**Source data**

━━━━━━━━━━

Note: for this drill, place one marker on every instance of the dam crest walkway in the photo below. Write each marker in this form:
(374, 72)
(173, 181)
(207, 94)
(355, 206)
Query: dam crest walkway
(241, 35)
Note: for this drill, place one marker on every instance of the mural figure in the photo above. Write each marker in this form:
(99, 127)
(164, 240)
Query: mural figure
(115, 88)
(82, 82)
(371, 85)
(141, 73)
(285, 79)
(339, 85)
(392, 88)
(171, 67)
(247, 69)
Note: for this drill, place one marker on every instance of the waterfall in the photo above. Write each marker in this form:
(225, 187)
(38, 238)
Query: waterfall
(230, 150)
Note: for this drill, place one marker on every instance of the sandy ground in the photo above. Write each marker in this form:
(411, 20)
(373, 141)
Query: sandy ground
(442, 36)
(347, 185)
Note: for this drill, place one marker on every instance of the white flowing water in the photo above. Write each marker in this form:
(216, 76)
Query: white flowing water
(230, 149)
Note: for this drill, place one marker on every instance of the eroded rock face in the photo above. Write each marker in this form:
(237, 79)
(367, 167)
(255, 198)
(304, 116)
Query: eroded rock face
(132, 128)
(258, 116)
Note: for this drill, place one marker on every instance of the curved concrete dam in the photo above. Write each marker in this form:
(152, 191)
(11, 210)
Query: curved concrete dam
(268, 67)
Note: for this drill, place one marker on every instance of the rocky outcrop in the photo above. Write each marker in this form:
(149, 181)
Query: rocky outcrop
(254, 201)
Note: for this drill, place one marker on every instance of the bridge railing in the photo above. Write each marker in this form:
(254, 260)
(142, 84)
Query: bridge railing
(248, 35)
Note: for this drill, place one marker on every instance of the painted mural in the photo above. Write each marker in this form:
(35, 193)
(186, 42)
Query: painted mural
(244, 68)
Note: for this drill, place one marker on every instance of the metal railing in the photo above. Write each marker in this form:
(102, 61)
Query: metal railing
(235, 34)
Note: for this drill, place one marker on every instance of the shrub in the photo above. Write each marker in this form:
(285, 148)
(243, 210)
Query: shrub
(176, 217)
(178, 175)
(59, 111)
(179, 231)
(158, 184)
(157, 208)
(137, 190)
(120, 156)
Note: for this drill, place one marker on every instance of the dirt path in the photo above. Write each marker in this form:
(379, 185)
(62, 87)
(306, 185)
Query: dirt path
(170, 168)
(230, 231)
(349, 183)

━━━━━━━━━━

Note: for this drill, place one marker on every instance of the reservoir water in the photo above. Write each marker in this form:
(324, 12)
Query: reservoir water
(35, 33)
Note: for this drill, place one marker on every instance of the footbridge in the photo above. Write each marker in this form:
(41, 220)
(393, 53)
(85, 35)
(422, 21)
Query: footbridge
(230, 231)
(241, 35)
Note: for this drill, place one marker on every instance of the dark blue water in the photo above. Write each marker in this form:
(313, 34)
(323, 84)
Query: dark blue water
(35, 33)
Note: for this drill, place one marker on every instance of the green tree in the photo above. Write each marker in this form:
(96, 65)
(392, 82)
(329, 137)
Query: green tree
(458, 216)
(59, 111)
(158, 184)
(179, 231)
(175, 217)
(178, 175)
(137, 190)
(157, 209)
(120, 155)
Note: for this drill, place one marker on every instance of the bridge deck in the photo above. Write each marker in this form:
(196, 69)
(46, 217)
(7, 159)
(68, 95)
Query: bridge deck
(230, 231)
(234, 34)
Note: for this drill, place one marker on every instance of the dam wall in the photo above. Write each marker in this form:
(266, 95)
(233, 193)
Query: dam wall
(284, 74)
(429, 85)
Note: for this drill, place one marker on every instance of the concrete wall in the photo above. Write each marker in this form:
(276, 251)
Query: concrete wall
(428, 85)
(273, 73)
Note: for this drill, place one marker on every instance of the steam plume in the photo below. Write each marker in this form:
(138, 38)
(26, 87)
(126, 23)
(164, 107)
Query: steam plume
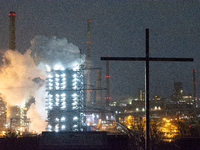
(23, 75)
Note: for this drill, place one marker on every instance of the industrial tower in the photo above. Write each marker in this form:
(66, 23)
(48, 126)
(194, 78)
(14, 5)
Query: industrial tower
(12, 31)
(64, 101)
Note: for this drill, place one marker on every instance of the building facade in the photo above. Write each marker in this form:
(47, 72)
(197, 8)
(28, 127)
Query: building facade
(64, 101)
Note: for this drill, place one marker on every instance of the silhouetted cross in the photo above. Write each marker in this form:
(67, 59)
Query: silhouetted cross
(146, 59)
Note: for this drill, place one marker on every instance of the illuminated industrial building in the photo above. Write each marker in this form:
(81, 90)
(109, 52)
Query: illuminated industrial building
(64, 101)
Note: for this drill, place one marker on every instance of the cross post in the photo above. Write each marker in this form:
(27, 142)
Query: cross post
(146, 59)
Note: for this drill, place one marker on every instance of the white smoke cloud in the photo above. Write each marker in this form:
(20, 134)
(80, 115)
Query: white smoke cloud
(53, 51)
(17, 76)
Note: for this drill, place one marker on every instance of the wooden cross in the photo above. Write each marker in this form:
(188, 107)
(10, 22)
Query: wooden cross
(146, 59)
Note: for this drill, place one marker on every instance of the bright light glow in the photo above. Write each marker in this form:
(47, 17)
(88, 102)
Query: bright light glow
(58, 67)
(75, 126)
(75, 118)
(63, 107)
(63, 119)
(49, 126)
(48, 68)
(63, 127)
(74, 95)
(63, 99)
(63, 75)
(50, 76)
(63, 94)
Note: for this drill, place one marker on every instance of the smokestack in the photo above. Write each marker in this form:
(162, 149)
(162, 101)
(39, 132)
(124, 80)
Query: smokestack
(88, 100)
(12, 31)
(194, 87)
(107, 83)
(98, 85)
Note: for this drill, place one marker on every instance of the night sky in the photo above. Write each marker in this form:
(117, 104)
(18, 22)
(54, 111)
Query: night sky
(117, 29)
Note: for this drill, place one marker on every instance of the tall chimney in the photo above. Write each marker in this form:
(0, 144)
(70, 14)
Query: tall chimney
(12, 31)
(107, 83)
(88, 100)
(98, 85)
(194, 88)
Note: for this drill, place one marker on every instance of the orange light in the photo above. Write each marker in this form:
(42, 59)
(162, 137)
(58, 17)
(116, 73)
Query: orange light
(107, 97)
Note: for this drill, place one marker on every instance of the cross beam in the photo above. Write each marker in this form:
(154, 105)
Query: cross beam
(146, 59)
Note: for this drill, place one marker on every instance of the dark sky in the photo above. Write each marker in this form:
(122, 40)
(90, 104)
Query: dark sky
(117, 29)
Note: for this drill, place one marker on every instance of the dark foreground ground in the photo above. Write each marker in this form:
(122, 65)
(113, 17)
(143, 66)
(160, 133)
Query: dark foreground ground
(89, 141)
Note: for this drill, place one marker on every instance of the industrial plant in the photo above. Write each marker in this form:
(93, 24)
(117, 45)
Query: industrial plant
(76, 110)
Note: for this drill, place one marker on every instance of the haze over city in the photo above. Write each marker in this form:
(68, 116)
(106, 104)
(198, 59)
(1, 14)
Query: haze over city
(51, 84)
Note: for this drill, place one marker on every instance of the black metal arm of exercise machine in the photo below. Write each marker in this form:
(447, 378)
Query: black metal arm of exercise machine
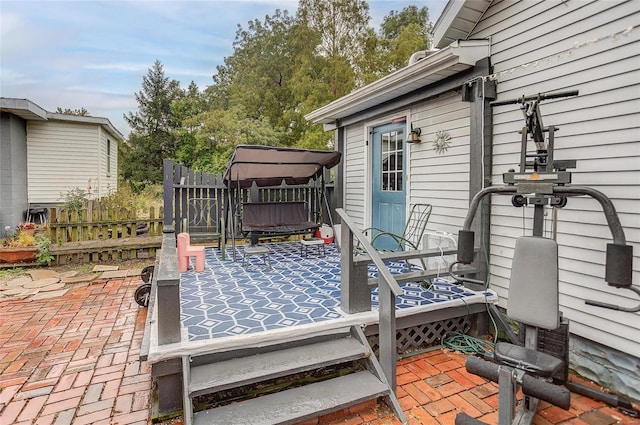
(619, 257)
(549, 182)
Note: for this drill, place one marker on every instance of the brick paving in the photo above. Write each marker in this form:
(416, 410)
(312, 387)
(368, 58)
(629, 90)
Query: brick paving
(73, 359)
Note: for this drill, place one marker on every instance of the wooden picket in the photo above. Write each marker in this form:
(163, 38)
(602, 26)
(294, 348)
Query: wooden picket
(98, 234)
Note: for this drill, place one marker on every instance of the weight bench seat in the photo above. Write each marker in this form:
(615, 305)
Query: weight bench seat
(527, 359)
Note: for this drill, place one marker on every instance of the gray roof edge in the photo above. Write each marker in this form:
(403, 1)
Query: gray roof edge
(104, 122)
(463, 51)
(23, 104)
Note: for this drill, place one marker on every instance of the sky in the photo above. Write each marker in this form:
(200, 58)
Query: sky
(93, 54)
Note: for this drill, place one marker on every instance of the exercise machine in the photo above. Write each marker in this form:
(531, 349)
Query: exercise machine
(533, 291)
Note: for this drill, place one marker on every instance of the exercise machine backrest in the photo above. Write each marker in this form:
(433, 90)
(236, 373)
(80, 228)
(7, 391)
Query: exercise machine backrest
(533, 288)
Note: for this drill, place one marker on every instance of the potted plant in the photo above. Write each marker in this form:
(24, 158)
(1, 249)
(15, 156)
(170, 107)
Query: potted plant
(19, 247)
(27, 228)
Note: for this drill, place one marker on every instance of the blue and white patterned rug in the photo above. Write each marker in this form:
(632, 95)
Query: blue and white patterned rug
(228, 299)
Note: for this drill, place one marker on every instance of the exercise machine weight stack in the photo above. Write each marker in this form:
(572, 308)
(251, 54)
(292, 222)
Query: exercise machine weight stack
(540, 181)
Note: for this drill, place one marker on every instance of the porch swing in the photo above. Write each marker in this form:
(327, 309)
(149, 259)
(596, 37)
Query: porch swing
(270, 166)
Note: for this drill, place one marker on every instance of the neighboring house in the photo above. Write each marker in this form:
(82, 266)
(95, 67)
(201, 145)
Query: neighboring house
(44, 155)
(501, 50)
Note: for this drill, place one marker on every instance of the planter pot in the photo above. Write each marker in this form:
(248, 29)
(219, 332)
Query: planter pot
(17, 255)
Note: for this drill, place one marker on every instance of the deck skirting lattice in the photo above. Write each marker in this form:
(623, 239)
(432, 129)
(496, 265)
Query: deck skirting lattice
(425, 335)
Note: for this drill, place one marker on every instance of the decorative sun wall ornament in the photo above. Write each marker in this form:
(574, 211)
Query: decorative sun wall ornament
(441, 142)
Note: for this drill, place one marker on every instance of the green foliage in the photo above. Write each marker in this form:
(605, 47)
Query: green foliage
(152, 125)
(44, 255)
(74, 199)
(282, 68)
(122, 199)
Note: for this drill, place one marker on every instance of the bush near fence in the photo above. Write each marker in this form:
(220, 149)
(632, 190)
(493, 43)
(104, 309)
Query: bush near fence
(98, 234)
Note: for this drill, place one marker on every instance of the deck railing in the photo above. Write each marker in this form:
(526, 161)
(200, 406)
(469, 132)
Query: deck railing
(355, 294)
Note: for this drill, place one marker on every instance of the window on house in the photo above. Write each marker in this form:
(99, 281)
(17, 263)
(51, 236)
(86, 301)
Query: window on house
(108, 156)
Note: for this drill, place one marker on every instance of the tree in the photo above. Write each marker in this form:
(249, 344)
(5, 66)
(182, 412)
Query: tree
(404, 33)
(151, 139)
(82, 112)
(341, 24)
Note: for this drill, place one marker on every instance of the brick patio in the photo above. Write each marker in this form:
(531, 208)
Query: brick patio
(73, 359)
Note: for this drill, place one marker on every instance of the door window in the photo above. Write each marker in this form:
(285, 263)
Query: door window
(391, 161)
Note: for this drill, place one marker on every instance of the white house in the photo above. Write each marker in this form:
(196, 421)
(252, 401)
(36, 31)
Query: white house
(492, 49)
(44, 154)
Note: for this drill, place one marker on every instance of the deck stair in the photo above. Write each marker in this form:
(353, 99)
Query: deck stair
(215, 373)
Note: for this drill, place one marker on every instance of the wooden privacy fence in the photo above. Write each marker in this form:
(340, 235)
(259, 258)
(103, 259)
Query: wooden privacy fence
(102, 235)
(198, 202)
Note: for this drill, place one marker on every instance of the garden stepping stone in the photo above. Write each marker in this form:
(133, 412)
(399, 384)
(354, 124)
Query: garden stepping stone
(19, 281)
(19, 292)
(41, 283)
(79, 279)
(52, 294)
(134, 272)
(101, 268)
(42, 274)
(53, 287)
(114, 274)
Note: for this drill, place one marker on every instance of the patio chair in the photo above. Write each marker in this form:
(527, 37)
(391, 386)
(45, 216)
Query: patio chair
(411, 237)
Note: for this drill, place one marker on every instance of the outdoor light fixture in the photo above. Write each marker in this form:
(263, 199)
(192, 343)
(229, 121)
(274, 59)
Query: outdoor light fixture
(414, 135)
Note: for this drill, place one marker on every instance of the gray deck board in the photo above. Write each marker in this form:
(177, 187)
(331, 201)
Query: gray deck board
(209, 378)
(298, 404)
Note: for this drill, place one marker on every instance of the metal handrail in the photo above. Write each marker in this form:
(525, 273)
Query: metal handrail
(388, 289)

━━━━━━━━━━

**Requirements**
Please report how many lines in the entries contain the word "cross". Give only the number.

**Answer to this exercise**
8